_DATA LISTING_:
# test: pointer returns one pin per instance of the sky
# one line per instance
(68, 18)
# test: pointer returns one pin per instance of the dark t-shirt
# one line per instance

_WORK TO BE COMPLETED_: Reproduce every line of the material above, changing nothing.

_EXERCISE RESPONSE_:
# test: pointer returns one pin per instance of the sky
# one line per instance
(68, 18)
# test: pointer returns one pin per instance of the dark t-shirt
# one line per instance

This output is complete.